What the exercise asks: Once the records below have been read, copy them all out exactly.
(Material for the task)
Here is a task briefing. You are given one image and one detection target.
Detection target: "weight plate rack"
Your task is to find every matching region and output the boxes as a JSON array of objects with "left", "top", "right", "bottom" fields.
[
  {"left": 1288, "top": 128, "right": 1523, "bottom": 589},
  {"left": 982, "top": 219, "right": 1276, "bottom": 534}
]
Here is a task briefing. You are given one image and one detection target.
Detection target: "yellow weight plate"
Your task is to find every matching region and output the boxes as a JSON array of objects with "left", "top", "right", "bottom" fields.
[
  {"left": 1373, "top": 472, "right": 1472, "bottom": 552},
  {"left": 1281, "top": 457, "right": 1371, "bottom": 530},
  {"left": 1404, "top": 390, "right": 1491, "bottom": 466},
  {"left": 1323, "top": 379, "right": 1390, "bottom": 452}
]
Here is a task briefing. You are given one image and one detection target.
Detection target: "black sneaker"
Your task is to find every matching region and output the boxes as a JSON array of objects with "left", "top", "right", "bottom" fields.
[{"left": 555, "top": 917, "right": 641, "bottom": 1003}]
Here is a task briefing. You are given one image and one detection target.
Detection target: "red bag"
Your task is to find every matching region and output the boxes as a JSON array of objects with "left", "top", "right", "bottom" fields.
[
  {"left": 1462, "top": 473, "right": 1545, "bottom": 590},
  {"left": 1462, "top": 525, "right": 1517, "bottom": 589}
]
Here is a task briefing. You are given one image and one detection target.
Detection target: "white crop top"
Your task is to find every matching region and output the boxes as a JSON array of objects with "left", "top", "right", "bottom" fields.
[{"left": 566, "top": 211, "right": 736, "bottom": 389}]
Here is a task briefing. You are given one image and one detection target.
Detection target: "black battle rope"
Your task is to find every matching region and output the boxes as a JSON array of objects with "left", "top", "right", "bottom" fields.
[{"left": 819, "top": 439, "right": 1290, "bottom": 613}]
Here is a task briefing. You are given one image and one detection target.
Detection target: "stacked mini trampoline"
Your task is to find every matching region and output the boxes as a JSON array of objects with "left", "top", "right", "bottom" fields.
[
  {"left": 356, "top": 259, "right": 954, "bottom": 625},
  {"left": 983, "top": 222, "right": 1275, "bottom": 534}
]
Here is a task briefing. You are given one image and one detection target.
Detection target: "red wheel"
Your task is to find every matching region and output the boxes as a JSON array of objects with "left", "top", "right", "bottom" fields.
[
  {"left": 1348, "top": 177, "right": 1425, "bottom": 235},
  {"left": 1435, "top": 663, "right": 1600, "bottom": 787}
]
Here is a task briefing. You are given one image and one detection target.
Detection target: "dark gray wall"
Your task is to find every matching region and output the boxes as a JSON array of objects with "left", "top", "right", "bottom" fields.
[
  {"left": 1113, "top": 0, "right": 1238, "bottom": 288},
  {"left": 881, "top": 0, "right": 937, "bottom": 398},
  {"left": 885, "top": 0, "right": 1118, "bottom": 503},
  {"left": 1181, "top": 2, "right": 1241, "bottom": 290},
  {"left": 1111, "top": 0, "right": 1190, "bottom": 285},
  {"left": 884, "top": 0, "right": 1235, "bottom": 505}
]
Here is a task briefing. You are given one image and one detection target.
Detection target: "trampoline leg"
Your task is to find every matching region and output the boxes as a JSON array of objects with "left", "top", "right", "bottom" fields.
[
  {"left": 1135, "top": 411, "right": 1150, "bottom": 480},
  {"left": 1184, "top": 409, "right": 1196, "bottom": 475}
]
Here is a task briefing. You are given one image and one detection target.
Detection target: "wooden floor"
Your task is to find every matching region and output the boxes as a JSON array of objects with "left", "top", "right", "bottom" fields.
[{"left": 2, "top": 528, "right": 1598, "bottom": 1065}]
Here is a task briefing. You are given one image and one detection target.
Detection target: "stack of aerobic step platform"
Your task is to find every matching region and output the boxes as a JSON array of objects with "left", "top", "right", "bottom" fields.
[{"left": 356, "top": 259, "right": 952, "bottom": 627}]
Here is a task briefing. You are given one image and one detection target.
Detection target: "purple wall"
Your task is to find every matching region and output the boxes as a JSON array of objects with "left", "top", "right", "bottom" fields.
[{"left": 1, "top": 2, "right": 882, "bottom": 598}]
(End Material for the task)
Task answer:
Here is a task briefing. You are given one image and one detection target.
Detection target: "weight plate rack"
Your task is to find every matching region and output the boxes as a JSON array of objects with "left", "top", "right", "bottom" fields.
[
  {"left": 1288, "top": 128, "right": 1523, "bottom": 589},
  {"left": 982, "top": 219, "right": 1276, "bottom": 534}
]
Here is a task briefing. You are given one image and one detection target.
Detection target: "yellow weight plate"
Your task is to find every matching region and output the boxes as a JSON array of objects with "left", "top", "right", "bottom" fields.
[
  {"left": 1373, "top": 472, "right": 1472, "bottom": 552},
  {"left": 1281, "top": 457, "right": 1371, "bottom": 530},
  {"left": 1404, "top": 390, "right": 1491, "bottom": 466},
  {"left": 1323, "top": 379, "right": 1390, "bottom": 452}
]
Here is a task briefing. You are given one image and one detection target.
Detection target: "black sneaker"
Your task is to find every matching region and output the boxes as a JSON array of objects with "left", "top", "right", "bottom" fields.
[{"left": 555, "top": 917, "right": 641, "bottom": 1003}]
Here is a task briefing. You are given one image and one detection target.
Detection target: "red bag"
Your task is to find every matching region and output the boxes as a JSON array of objects with "left", "top", "right", "bottom" fields.
[
  {"left": 1462, "top": 473, "right": 1545, "bottom": 590},
  {"left": 1462, "top": 525, "right": 1517, "bottom": 589}
]
Here is a task briefing. You are given one image and one detection target.
Detection target: "white crop top"
Your task is to find every matching region and output the boxes as a JSON array of objects with "left", "top", "right", "bottom" fields.
[{"left": 566, "top": 211, "right": 736, "bottom": 389}]
Here is a task briefing. You are given one image and one detection target.
Detection target: "black battle rope"
Your task is to find every matching region and output the boxes as a JSON array of objects with "left", "top", "right", "bottom" fields.
[{"left": 819, "top": 439, "right": 1290, "bottom": 613}]
Here is a task briefing. You are given one image and one detection target.
Detection target: "stacked mini trampoline"
Your task is to find every matching region and output the boxes as a JSON array of objects with "left", "top", "right", "bottom" fields.
[
  {"left": 356, "top": 259, "right": 954, "bottom": 625},
  {"left": 983, "top": 222, "right": 1275, "bottom": 534}
]
Here is a task briefing. You are given one image and one detection target.
Detection target: "red wheel"
Your task is to find every matching region and output the boxes as a JSON array of objects with "left", "top", "right", "bottom" fields.
[
  {"left": 1348, "top": 177, "right": 1425, "bottom": 235},
  {"left": 1435, "top": 663, "right": 1600, "bottom": 787}
]
Here is a task briefing. You are given one image and one detection target.
Detection target: "dark gray wall"
Your task is to find every matching region and output the boxes as a JSON array of objects with "left", "top", "right", "bottom" fields.
[
  {"left": 1113, "top": 0, "right": 1238, "bottom": 288},
  {"left": 881, "top": 0, "right": 937, "bottom": 398},
  {"left": 885, "top": 0, "right": 1118, "bottom": 503},
  {"left": 1181, "top": 2, "right": 1241, "bottom": 290},
  {"left": 1111, "top": 0, "right": 1190, "bottom": 285},
  {"left": 884, "top": 0, "right": 1235, "bottom": 505}
]
Here is a task briefing. You are given one image and one detection target.
Detection target: "trampoline leg"
Your task is to find every matching region and output the boxes as a JSON array of objects with "left", "top", "right", "bottom" fields.
[
  {"left": 1135, "top": 411, "right": 1150, "bottom": 480},
  {"left": 1184, "top": 409, "right": 1196, "bottom": 475}
]
Here is a task briefing. You are given one image and one detection target.
Detection target: "wooden floor"
Your task is to find every matching region and output the boxes as a JSON array of objects with "left", "top", "right", "bottom" fields.
[{"left": 2, "top": 528, "right": 1598, "bottom": 1065}]
Here is a task briefing. You are given one image and one detection target.
Detection target: "stack of aerobic step platform"
Your task is to find every matching region and output the boxes as a JSON array of objects with "left", "top", "right", "bottom" fields.
[{"left": 356, "top": 259, "right": 952, "bottom": 627}]
Here is a task briefing. You are given one image and one detection target.
Detection target: "purple wall"
Your task is to find every matching region and output the boxes as a JSON array of objects with "left", "top", "right", "bottom" fields.
[{"left": 1, "top": 2, "right": 882, "bottom": 598}]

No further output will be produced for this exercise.